Exercise:
Resume the mailing-list message on language and religion, carrying it on from its final sentence.

Page text:
--------------------------------
Message 1: Re: 6.534 Language and Religion

Date: Mon, 10 Apr 1995 10:19:39 Re: 6.534 Language and Religion
From: "P. K. W. Tan" <elltankwleonis.nus.sg>
Subject: Re: 6.534 Language and Religion

On Friday, 7 April 95, Benji Wald wrote:
)
) Muslim greetings are general to Muslims regardless of language
) used. Nothing comparable exists in the Christian world -- which suggests
) the latter is not as cohesive (in some sense that I cannot
) fully specify -- something to do with acknowlegment of a
) cultural link/"brotherhood" on the basis of religion across
) what may be otherwise very distinct peoples.) Although there
) have been deep schisms into sects in the history of Islam, I
) wonder if its relative symbolic linguistic cohesion compared
) to Christianity may not be a consequence of the initial split
) among Christians between the Eastern/Byzantine and
) Western/Roman empires, where there was also the initial administrative
) linguistic division between Greek in the East and Latin in the West.)
--------------------------------
Raw records:
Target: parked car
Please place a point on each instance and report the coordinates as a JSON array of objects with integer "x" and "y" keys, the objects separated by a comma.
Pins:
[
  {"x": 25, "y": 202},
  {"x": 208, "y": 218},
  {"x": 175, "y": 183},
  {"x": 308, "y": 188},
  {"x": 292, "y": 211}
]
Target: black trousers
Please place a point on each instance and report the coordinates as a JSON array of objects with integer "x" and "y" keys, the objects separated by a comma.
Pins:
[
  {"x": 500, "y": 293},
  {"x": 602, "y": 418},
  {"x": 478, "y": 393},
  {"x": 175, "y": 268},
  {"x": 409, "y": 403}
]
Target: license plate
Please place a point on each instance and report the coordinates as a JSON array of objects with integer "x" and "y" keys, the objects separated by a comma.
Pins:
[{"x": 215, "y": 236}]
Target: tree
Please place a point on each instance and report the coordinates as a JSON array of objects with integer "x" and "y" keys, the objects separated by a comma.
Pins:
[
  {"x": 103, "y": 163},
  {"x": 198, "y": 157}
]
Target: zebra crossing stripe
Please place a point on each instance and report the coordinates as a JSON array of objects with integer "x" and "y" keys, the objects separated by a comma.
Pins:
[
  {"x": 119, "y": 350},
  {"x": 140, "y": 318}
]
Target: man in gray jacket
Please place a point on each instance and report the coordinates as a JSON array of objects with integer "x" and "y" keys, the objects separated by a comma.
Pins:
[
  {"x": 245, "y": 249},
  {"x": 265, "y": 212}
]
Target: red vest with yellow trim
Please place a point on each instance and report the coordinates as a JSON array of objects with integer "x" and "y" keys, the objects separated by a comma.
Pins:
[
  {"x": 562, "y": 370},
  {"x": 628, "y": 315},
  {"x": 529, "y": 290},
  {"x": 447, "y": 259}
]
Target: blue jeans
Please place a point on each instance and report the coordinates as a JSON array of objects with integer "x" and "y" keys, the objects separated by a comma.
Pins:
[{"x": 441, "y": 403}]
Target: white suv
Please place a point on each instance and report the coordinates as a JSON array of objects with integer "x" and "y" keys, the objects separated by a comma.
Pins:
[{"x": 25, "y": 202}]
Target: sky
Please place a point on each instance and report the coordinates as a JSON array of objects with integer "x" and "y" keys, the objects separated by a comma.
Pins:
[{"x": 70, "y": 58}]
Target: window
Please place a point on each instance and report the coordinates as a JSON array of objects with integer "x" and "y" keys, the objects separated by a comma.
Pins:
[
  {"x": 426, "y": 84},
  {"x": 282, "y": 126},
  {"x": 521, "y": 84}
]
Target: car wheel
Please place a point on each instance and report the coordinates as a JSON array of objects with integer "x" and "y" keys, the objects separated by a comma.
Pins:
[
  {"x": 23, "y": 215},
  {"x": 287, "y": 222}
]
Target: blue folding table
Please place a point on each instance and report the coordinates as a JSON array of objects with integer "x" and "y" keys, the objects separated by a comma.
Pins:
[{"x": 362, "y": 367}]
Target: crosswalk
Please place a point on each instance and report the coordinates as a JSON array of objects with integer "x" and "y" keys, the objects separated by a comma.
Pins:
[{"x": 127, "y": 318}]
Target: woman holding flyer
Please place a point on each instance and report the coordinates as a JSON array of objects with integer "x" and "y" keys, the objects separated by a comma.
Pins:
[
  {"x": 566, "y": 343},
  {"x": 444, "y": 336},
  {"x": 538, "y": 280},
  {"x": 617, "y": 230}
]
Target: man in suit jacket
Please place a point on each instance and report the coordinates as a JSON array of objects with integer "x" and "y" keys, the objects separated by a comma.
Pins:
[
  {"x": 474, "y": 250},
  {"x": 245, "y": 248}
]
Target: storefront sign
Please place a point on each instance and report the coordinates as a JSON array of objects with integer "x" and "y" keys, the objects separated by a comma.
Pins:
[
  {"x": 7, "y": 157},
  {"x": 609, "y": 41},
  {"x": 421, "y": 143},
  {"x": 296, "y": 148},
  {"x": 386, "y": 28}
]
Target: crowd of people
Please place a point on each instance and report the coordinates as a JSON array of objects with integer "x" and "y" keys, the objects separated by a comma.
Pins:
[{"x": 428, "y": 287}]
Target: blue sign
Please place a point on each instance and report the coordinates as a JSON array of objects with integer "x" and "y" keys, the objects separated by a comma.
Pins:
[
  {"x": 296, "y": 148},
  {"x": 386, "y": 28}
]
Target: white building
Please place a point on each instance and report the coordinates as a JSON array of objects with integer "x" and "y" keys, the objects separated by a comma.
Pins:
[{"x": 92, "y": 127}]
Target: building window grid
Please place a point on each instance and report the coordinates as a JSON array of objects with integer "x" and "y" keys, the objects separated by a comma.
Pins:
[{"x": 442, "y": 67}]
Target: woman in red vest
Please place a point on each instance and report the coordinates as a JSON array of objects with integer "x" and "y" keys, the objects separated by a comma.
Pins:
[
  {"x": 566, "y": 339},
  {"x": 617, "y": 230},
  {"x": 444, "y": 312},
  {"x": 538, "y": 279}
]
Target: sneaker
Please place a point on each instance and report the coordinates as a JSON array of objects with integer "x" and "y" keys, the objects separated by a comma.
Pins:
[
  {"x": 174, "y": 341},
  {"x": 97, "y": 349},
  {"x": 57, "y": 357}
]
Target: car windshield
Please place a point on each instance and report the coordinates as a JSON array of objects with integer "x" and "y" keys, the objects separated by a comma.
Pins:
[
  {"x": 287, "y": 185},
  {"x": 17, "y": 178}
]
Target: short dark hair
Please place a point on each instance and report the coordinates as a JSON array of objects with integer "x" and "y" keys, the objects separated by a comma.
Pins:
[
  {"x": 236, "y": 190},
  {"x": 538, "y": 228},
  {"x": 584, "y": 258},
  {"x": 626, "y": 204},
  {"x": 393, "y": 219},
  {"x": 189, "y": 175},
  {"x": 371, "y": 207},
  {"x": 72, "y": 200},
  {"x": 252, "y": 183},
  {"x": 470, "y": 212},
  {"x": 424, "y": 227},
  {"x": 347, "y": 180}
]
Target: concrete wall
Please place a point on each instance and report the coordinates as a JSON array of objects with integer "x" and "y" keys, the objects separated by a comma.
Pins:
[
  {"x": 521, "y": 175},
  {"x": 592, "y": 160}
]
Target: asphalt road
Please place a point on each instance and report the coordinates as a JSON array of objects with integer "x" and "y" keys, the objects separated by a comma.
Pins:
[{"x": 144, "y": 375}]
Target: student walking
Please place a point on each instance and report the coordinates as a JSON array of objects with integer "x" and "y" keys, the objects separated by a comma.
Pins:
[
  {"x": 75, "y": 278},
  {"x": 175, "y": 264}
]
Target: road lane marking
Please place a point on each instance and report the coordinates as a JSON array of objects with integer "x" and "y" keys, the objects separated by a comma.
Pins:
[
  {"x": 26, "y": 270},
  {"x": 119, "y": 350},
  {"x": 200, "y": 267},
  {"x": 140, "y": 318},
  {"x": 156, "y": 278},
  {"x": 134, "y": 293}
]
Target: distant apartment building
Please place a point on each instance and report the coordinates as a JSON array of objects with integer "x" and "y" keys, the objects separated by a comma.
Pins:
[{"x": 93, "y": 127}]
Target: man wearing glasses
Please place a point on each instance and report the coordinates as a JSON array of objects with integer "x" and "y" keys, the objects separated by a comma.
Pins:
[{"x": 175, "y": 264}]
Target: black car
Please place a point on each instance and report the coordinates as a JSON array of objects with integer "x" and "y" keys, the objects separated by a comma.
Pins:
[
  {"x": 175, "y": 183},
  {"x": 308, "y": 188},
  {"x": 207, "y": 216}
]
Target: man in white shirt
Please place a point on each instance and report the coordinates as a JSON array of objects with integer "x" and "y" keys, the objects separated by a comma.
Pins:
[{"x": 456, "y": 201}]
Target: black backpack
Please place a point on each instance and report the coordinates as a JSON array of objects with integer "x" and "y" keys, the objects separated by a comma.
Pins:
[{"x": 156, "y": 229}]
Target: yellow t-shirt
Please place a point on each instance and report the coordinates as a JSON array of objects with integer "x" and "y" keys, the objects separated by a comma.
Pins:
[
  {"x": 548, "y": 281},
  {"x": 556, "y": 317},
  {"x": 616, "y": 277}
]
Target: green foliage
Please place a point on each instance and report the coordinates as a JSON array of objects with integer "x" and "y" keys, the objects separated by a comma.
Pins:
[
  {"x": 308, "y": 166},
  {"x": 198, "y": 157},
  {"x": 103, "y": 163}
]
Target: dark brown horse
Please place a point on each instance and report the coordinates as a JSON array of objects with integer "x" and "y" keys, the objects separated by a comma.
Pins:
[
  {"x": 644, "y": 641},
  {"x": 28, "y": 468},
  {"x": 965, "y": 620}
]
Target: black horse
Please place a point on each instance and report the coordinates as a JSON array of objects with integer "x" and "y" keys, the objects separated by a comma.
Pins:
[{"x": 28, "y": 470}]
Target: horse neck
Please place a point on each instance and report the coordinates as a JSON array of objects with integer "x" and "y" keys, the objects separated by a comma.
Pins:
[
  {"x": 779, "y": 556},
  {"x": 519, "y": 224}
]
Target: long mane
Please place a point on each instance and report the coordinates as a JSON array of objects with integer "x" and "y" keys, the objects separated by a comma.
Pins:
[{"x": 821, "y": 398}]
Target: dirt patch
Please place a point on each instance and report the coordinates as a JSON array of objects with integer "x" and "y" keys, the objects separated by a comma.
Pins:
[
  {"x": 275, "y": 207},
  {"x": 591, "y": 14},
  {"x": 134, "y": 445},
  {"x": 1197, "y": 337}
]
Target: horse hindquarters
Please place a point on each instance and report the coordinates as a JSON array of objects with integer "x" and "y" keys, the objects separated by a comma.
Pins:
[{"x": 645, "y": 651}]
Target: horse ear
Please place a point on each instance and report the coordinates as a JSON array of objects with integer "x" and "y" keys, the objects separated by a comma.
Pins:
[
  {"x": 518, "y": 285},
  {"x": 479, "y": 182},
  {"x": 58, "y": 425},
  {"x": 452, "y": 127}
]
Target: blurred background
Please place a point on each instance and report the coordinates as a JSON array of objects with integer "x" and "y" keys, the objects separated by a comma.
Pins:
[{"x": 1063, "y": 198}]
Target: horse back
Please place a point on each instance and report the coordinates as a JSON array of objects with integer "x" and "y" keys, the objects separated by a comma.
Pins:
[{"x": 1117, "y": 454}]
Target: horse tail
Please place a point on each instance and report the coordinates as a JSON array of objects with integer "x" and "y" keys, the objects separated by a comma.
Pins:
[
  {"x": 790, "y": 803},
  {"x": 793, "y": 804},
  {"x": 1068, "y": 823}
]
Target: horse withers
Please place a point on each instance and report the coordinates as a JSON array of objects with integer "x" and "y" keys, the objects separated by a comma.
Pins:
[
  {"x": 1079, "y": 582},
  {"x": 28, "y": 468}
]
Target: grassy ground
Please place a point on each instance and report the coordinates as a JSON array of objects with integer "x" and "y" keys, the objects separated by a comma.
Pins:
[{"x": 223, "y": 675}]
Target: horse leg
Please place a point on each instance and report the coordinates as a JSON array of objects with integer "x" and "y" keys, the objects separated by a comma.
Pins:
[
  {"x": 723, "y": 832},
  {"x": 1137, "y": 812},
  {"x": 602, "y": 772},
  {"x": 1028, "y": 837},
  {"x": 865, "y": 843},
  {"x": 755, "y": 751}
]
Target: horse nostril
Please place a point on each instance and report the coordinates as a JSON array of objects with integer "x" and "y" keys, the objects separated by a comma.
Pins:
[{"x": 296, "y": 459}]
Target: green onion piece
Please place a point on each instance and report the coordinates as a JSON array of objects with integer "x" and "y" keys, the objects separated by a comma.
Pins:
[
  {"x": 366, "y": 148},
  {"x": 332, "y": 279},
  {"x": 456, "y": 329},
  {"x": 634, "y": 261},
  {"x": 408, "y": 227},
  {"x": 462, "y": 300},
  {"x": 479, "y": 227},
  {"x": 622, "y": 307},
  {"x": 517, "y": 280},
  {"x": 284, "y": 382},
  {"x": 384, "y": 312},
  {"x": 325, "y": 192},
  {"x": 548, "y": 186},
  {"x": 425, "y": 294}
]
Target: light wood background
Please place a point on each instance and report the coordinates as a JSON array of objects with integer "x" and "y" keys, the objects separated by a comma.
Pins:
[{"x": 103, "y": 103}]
--------------------------------
Response to the exercise:
)
I think the stronger Arabic influence in Muslim greetings
is partly also to do with the Muslim view of scripture, which
is quite different from the Christian one.
 From the Muslim point of view, the Q'uran (or Koran) is
the literal Word of God, revealed verbatim to Muhammad in the
specific language of (classical) Arabic. `Translations' of
the Q'uran are not held to be equally valid, and when quoted,
should be accompanied by the original Arabic version too.
The recitation of the Q'uran in Arabic is held in high esteem
even in non-Arabic-speaking countries like Malaysia and Brunei.
 The Christian view is that Jesus Christ, the `Word of God'
reveals God fully. Scripture is `inspired' or `God-breathed'
rather than revealed verbatim to humankind, and therefore a
knowledge of Hebrew and New Testament Greek is not absolutely
necessary. In the continent of Europe, the language of the
church was Latin, and therefore many of the words pertaining
to Christianity would have come from Latin - e.g. `angel'
or `apostle' in English.
 I think therefore the difference in attitude between
Muslims to the Q'uran and Christians to the Bible explains
the phenomenon described above.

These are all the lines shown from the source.